Set problem ▸ List every specific year that appears as a number in the passage about Los Alamos below, in the order they occur.

— Begin Given passage —

The Los Alamos National Laboratory, established by J. Robert Oppenheimer in the remote high desert of New Mexico during World War II, is one of two nuclear weapons design laboratories in the United States. The other, the Lawrence Livermore National Laboratory, sits on the edge of California’s wine country. Famous for developing the atomic bombs dropped on Hiroshima and Nagasaki in 1945, Los Alamos is now a $2 billion-a-year enterprise that sprawls across 43 square miles of piñon-covered desert mesas. I have been studying the tiny, esoteric cadre of American nuclear weapons scientists since 1987, when a very tolerant group of faculty in my graduate anthropology program agreed to let me see whether I could do for nuclear weapons scientists what older generations of anthropologists had done for headhunters, cannibals, and polygamists. Call me the Margaret Mead of the weapons labs, if you like.

When I first made contact with America’s nuclear weapons scientists in the waning years of the Reagan administration, they were reeling from the Nuclear Freeze movement’s energetic attempts to put them out of business. In 1982 and 1983, about 2,300 people, chanting that Livermore and Los Alamos were US Auschwitzes, were arrested for civil disobedience at the Livermore Laboratory. Having survived the antinuclear protests of the 1980s and the end of the Cold War a few years later, American nuclear weapons scientists are now finding that the main threat to their craft comes from an unexpected source: politicians and administrators who are supposed to be on their side. As so often seems to be the case, well-meaning attempts to make the country more secure are having the opposite effect.

— End Given passage —
— Begin Entries —

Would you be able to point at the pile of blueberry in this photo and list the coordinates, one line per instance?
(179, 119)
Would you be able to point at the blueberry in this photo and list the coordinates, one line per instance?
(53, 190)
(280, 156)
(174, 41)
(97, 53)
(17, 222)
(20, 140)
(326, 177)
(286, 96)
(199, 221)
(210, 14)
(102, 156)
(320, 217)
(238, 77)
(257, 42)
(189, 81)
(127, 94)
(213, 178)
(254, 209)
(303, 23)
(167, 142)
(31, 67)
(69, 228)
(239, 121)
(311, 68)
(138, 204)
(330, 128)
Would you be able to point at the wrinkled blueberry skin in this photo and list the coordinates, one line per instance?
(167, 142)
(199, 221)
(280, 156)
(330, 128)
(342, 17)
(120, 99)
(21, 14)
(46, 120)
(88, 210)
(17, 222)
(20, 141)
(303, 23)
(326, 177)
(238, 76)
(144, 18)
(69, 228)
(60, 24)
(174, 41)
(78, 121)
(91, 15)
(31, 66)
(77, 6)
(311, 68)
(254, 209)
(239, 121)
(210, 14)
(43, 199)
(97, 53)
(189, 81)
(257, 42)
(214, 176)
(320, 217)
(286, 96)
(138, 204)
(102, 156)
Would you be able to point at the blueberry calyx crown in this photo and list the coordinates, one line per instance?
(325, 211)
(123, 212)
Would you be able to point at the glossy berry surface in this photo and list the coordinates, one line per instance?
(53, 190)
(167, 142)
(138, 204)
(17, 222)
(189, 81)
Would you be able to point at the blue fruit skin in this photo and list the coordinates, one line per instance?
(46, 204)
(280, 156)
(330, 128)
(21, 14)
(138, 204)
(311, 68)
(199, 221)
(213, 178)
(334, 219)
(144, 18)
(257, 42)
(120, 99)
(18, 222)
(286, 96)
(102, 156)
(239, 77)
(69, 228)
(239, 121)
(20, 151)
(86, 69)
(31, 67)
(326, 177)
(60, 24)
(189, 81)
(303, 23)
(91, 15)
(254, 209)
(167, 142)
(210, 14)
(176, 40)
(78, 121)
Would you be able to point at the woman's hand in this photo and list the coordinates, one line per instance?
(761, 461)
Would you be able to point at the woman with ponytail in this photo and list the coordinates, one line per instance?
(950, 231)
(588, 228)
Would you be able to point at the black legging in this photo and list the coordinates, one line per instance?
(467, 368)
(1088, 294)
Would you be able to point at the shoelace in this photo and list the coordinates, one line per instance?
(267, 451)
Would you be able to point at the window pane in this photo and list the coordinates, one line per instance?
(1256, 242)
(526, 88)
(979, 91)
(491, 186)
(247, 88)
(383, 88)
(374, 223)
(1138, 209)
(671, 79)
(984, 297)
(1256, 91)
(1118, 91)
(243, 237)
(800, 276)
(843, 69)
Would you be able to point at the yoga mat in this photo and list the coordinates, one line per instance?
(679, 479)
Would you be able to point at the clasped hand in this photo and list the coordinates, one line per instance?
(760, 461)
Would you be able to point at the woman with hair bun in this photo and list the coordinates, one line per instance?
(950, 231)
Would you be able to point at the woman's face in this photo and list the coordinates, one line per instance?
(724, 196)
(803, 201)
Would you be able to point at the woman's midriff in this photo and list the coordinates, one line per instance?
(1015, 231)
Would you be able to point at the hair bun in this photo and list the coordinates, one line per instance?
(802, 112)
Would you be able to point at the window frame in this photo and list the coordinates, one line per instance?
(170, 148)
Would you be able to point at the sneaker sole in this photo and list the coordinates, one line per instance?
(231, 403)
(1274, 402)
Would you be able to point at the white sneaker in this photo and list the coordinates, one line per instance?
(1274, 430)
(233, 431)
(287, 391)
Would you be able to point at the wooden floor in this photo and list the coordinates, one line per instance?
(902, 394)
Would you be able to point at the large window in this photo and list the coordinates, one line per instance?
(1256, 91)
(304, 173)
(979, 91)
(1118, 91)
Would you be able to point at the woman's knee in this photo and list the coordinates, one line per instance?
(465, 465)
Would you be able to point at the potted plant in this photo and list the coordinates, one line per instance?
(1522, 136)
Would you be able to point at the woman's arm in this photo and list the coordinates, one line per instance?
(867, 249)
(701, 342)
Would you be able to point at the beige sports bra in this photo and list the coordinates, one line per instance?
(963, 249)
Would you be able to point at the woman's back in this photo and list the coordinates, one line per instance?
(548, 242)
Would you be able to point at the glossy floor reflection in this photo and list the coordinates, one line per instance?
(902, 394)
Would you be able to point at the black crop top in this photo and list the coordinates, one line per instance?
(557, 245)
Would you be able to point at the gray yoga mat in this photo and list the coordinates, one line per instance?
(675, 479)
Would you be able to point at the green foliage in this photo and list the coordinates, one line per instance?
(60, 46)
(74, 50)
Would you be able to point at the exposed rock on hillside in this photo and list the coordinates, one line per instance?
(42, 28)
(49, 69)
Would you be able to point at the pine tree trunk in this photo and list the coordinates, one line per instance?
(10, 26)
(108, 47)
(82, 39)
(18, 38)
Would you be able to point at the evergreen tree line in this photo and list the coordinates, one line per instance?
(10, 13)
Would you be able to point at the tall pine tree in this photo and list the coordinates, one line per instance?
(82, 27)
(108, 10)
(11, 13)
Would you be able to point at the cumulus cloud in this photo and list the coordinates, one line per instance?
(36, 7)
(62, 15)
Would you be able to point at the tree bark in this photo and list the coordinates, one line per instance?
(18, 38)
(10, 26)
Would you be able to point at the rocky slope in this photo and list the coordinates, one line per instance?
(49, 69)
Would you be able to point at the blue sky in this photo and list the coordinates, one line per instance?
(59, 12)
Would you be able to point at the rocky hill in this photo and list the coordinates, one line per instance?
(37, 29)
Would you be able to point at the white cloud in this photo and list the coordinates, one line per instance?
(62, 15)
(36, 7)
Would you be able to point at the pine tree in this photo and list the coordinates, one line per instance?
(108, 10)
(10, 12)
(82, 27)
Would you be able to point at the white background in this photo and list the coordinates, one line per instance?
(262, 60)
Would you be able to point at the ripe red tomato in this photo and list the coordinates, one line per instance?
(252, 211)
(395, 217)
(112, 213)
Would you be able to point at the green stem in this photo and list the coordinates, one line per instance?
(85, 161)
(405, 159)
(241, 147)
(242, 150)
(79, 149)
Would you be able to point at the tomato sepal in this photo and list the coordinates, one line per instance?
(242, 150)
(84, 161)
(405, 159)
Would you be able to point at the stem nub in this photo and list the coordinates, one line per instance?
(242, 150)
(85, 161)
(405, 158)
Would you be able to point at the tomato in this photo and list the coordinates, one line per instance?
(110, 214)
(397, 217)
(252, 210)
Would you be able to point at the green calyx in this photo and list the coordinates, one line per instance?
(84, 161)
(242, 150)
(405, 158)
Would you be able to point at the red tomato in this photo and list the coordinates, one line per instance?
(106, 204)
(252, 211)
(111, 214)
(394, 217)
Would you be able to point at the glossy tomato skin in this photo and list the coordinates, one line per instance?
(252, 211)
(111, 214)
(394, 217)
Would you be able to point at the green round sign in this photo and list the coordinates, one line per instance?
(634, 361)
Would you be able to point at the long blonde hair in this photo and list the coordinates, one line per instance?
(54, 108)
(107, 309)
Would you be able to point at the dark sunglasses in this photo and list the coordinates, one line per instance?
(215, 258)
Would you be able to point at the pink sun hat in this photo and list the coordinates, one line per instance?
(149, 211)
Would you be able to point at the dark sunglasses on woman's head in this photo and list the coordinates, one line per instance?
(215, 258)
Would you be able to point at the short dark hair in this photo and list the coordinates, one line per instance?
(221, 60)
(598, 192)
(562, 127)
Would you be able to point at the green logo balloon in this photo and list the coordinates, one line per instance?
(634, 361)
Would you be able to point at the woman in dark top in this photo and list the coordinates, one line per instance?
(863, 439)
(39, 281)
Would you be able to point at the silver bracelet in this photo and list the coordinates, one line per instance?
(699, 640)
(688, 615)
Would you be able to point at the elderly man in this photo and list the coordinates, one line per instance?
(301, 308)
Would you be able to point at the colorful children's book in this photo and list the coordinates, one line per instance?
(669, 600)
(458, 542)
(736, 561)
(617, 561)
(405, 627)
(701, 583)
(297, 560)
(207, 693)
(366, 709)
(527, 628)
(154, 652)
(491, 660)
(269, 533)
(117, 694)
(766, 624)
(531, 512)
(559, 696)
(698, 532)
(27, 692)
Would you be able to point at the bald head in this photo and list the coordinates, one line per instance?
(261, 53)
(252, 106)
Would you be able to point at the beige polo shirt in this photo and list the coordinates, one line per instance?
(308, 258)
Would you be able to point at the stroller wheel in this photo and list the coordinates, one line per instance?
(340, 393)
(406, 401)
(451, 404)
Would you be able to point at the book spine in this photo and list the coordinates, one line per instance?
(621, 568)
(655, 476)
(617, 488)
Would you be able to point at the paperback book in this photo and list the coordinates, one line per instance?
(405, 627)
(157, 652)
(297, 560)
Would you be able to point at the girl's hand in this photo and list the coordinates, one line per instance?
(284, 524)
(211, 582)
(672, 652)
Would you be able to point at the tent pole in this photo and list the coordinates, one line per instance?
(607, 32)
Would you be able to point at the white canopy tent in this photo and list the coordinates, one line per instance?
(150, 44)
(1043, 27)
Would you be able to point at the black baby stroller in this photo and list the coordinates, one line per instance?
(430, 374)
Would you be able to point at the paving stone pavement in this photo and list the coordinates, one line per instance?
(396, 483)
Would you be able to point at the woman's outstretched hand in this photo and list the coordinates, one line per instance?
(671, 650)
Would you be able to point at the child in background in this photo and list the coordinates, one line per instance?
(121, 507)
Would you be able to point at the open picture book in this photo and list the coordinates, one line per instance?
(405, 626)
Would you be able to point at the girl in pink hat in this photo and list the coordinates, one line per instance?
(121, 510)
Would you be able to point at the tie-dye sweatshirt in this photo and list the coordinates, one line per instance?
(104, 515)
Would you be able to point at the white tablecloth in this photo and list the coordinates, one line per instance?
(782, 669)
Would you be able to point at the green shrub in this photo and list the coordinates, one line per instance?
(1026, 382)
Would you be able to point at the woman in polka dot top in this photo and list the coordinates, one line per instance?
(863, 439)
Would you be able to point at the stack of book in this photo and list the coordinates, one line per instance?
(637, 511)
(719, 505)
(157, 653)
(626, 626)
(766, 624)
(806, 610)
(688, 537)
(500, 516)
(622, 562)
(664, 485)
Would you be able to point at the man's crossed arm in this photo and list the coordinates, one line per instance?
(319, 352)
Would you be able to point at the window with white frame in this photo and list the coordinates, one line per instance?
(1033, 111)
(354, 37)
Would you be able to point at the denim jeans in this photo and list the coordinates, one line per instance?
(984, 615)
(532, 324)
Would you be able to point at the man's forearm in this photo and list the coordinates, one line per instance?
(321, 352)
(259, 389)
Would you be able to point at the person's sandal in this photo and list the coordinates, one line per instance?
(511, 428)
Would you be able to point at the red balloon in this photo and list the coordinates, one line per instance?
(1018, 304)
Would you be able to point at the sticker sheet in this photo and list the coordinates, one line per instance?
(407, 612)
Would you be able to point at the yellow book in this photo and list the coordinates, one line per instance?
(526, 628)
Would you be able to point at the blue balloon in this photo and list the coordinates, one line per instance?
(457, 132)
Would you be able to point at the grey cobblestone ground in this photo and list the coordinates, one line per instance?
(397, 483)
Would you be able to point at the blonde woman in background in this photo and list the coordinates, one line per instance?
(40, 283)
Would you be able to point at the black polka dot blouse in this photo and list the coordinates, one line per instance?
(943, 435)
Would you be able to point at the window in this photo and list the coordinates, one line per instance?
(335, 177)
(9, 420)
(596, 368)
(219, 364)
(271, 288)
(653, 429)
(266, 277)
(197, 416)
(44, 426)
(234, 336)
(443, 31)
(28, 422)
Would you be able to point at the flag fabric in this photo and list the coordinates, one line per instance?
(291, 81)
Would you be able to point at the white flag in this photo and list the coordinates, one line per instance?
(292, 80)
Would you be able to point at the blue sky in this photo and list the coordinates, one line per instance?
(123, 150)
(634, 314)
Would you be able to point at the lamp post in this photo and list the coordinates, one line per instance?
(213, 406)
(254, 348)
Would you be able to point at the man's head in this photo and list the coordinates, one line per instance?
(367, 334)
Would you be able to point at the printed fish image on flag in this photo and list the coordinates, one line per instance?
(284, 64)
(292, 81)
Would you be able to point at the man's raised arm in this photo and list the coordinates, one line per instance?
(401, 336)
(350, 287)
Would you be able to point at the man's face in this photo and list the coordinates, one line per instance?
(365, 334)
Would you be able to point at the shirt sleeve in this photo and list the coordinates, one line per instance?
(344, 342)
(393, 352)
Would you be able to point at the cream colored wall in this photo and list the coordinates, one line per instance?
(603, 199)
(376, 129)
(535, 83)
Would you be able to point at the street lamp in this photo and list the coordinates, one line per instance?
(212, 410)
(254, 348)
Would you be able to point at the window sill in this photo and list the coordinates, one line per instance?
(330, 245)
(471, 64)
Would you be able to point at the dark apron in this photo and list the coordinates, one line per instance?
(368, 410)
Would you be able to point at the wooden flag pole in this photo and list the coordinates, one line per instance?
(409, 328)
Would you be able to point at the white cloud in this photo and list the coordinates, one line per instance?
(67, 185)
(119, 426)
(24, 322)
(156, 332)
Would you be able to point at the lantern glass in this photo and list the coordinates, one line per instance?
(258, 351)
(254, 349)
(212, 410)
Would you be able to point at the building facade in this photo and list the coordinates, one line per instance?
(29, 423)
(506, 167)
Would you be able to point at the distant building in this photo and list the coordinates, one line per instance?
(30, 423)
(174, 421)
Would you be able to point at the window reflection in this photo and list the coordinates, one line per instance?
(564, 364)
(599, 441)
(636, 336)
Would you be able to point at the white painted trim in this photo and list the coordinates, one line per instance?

— End Entries —

Reply ▸ 1945, 1987, 1982, 1983